# start of ENTRIES

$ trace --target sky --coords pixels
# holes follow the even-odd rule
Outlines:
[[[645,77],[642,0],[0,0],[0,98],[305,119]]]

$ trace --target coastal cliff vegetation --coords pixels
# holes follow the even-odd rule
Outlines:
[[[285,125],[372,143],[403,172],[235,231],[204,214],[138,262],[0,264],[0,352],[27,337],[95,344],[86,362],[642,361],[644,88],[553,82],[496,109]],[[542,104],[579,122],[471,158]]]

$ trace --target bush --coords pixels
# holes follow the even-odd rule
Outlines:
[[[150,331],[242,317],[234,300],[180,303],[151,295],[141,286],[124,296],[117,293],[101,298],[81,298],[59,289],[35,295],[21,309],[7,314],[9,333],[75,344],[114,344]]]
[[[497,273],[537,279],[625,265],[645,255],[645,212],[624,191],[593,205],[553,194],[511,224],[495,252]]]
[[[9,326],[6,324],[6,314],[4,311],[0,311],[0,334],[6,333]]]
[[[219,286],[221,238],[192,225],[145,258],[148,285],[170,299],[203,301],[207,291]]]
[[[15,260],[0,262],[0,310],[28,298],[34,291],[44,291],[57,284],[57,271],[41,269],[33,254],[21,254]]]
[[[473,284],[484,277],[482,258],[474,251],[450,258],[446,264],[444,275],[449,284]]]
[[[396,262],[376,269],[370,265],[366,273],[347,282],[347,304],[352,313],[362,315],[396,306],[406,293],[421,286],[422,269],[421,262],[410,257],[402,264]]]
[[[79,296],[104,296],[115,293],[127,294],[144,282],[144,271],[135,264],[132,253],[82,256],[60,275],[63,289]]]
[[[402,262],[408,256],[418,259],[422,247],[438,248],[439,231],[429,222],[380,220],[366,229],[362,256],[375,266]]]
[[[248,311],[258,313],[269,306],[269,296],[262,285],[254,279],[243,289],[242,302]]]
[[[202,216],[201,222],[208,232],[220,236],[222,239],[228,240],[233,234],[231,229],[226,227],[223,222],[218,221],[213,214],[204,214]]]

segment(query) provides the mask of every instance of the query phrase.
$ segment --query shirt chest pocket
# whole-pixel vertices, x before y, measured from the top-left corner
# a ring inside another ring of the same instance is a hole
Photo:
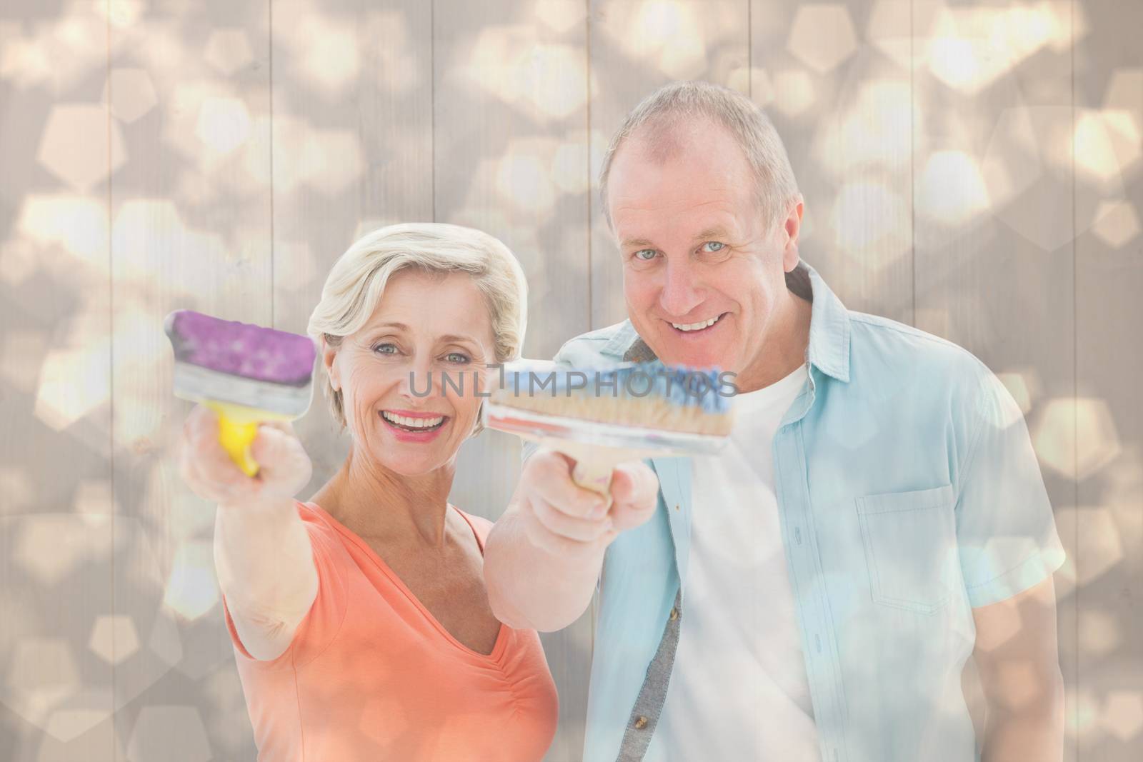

# end of ENTRIES

◆ WHAT YOU ARE ASKED TO DO: Please reproduce every row above character for character, leaving the picture out of your answer.

◆ WRITTEN ANSWER:
$ trace --target sky --coords pixels
# holes follow the even-odd rule
Outlines:
[[[645,77],[642,0],[0,0],[0,98],[305,119]]]

$ trace --target coastal cliff vegetation --coords pixels
# holes follow the even-odd rule
Outlines:
[[[285,125],[372,143],[403,172],[235,231],[204,214],[138,262],[0,264],[0,352],[27,337],[95,344],[86,362],[642,361],[644,88],[553,82],[496,109]],[[542,104],[579,122],[471,158]]]

$ trace --target bush --coords pixels
# holes follow the even-odd rule
Outlines:
[[[150,331],[242,317],[234,300],[180,303],[151,295],[141,286],[124,296],[117,293],[101,298],[81,298],[59,289],[35,295],[21,309],[7,314],[9,333],[75,344],[114,344]]]
[[[497,273],[537,279],[625,265],[645,255],[645,212],[624,191],[593,205],[553,194],[511,224],[495,252]]]
[[[9,326],[6,324],[6,314],[4,311],[0,311],[0,334],[6,333]]]
[[[219,286],[221,238],[192,225],[145,258],[148,285],[170,299],[203,301],[207,291]]]
[[[15,260],[0,262],[0,310],[28,298],[34,291],[44,291],[57,284],[57,271],[41,269],[33,254],[21,254]]]
[[[473,284],[484,277],[482,258],[474,251],[450,258],[446,264],[444,275],[449,284]]]
[[[396,262],[376,269],[370,265],[366,273],[347,282],[347,304],[352,313],[362,315],[396,306],[406,293],[421,286],[422,269],[421,262],[410,257],[402,264]]]
[[[79,296],[104,296],[115,293],[127,294],[144,282],[144,271],[135,264],[132,253],[82,256],[60,275],[63,289]]]
[[[402,262],[408,256],[418,259],[422,247],[438,248],[439,231],[429,222],[380,220],[366,229],[362,256],[375,266]]]
[[[248,311],[258,313],[269,306],[269,296],[262,285],[254,279],[243,289],[242,302]]]
[[[202,216],[201,222],[208,232],[220,236],[222,239],[228,240],[233,234],[231,229],[226,227],[223,222],[218,221],[213,214],[204,214]]]

segment(query) provides the mask of every instance of the query phrase.
$ segment --query shirt chest pocket
# whole-pixel vertices, x before y, measured from the top-left corner
# a ring inside another ring of the same instance is a hole
Photo:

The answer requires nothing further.